>> begin Record excerpts

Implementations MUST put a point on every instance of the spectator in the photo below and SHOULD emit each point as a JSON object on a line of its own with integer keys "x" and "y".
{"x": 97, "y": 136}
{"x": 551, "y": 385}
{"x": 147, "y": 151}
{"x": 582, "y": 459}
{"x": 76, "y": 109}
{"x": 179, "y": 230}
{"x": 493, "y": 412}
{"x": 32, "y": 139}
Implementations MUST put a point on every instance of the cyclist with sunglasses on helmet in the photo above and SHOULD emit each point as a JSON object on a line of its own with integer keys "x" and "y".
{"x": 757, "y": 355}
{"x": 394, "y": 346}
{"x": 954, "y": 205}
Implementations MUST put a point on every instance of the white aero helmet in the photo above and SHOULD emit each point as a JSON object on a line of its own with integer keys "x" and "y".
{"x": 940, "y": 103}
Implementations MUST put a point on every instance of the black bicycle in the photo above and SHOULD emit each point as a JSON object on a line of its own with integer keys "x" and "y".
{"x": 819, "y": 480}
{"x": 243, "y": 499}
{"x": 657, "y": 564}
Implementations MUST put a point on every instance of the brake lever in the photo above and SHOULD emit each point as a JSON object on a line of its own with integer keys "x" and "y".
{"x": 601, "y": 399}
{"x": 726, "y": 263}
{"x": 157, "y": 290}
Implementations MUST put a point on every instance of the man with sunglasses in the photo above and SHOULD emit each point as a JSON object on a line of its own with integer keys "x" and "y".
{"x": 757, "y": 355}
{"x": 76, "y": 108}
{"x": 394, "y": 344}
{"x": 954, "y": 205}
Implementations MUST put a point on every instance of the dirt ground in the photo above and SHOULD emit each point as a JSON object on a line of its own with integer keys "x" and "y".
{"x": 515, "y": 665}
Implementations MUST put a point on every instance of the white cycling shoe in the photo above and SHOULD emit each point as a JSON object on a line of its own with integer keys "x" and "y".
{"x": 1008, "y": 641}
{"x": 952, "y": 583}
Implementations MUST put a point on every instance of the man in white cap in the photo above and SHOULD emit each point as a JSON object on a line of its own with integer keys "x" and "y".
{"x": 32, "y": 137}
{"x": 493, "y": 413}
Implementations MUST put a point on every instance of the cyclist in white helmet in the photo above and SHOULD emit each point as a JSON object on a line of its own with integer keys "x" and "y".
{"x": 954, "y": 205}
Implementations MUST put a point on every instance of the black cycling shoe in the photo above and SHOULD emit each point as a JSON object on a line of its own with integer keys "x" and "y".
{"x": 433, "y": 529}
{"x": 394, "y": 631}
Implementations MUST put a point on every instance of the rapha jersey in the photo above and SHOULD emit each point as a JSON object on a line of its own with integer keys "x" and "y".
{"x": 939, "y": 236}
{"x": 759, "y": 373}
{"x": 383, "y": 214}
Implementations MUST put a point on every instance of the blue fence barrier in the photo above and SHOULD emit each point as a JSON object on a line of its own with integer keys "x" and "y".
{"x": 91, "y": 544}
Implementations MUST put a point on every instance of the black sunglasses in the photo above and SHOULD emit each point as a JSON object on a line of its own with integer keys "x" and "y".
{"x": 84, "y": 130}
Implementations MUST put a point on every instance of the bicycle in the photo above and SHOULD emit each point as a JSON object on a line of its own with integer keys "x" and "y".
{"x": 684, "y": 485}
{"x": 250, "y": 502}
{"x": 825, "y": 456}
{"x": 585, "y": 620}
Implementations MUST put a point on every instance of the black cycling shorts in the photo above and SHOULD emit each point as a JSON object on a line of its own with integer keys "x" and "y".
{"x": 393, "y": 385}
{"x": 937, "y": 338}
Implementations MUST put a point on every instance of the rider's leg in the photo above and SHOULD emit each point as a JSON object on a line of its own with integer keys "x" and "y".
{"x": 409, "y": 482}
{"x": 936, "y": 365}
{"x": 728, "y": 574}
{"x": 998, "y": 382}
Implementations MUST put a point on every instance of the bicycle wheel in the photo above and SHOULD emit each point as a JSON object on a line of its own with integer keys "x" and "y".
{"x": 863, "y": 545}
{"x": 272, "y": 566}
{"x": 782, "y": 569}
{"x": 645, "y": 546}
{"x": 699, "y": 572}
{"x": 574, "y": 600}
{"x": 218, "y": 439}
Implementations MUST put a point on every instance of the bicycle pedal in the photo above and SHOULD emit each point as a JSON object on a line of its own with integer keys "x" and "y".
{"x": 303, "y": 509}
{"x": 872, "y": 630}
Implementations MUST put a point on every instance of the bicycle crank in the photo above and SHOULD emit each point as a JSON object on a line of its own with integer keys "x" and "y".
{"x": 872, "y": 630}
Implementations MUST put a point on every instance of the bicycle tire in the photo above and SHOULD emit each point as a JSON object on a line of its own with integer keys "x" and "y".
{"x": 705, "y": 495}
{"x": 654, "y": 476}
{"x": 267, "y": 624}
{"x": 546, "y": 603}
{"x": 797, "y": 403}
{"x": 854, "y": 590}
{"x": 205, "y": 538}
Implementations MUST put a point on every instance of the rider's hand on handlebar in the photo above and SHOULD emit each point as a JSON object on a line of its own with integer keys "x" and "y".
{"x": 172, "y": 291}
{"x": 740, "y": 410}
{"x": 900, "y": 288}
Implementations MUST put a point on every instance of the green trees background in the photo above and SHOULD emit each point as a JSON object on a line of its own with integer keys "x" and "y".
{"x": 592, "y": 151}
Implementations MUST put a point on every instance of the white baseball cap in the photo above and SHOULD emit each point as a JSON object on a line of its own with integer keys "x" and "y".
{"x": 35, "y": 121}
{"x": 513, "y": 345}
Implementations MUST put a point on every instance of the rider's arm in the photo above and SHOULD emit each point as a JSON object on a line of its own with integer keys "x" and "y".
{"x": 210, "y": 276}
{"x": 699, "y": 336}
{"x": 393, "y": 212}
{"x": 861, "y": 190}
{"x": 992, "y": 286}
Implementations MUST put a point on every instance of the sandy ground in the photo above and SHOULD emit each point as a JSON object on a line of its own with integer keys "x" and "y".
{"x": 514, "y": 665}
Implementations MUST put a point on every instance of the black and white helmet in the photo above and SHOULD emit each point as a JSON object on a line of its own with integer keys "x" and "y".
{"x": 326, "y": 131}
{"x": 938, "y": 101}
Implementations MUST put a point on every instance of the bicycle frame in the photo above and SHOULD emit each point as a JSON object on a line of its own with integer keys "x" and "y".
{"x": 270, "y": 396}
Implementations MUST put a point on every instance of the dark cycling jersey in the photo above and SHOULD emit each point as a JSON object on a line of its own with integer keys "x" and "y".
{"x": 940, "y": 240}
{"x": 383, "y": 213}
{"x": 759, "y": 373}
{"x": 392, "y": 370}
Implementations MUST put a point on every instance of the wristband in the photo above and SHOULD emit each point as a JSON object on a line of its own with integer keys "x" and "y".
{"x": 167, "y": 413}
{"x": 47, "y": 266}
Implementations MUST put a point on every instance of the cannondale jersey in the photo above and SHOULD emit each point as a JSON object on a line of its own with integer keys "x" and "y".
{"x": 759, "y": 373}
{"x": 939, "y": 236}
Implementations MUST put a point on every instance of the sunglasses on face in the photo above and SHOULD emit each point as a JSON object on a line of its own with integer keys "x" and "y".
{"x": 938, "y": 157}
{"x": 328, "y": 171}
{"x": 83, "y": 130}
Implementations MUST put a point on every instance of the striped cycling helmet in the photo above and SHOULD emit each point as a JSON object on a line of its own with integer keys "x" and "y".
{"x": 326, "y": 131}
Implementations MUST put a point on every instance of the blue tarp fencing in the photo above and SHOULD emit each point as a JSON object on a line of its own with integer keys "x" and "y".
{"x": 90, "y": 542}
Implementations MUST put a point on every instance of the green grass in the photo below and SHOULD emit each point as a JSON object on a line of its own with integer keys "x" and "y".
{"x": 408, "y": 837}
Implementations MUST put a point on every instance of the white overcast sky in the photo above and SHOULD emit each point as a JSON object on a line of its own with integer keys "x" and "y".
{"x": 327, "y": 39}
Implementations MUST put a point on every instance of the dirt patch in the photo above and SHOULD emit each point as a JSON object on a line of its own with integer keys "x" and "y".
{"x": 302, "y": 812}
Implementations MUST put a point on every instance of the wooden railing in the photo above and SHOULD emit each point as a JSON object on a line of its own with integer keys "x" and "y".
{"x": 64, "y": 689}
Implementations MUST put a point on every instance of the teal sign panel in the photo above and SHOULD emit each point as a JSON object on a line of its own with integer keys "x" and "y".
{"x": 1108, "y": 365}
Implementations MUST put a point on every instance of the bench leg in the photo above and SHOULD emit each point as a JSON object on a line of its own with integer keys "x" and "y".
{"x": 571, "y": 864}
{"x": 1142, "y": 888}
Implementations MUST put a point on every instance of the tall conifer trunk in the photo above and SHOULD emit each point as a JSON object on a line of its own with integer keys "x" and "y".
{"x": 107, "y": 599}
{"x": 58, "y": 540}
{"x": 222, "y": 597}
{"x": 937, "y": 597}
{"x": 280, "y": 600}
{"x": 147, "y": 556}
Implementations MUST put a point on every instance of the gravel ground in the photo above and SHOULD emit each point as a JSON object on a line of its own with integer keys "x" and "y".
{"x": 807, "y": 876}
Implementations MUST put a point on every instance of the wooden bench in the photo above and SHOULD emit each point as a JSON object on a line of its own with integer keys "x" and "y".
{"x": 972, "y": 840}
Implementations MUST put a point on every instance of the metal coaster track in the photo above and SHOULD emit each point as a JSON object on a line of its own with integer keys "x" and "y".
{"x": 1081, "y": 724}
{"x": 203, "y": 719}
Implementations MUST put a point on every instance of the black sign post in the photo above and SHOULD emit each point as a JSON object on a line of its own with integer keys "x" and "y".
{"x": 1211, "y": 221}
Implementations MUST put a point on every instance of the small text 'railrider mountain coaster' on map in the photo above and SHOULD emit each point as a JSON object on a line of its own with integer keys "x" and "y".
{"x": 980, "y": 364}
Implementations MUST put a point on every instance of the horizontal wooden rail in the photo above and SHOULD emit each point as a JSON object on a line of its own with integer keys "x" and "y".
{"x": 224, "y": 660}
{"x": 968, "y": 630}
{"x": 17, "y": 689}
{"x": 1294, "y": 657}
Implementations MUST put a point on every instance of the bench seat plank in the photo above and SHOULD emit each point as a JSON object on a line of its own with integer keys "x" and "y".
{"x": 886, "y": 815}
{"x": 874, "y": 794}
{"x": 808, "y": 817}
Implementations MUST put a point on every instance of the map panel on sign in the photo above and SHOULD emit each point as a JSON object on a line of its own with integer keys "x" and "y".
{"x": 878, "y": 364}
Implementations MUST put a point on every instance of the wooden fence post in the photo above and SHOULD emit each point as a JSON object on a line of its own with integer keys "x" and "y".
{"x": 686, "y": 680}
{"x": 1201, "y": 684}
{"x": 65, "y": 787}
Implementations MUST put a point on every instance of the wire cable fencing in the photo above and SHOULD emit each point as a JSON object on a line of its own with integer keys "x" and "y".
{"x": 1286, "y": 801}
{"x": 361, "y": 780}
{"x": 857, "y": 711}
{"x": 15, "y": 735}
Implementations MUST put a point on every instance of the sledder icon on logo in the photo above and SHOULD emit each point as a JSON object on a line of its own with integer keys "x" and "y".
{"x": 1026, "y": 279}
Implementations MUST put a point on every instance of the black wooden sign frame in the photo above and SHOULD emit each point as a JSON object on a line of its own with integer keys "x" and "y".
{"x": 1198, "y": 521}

>> end Record excerpts

Everything from the line containing "Implementations MUST put a point on every instance of the wire" to the end of the data above should be quoted exactly, please, both ends included, and nothing outside that span.

Implementations MUST put a point on every instance of the wire cable fencing in the photo above and SHOULD emit each point as a JSON object on a line of its own with integer keys "x" and "y".
{"x": 1286, "y": 801}
{"x": 361, "y": 780}
{"x": 857, "y": 711}
{"x": 15, "y": 735}
Implementations MUST put a point on every instance of the sledder icon on logo in the photo above and SHOULD emit each point as a JSON object on a line of its own with integer keys "x" and "y".
{"x": 1026, "y": 279}
Implementations MUST put a point on every instance of the black wooden sign frame in the photo above and SHOULD emit each point as a JSON object on a line of its own with integer keys "x" and "y".
{"x": 1198, "y": 521}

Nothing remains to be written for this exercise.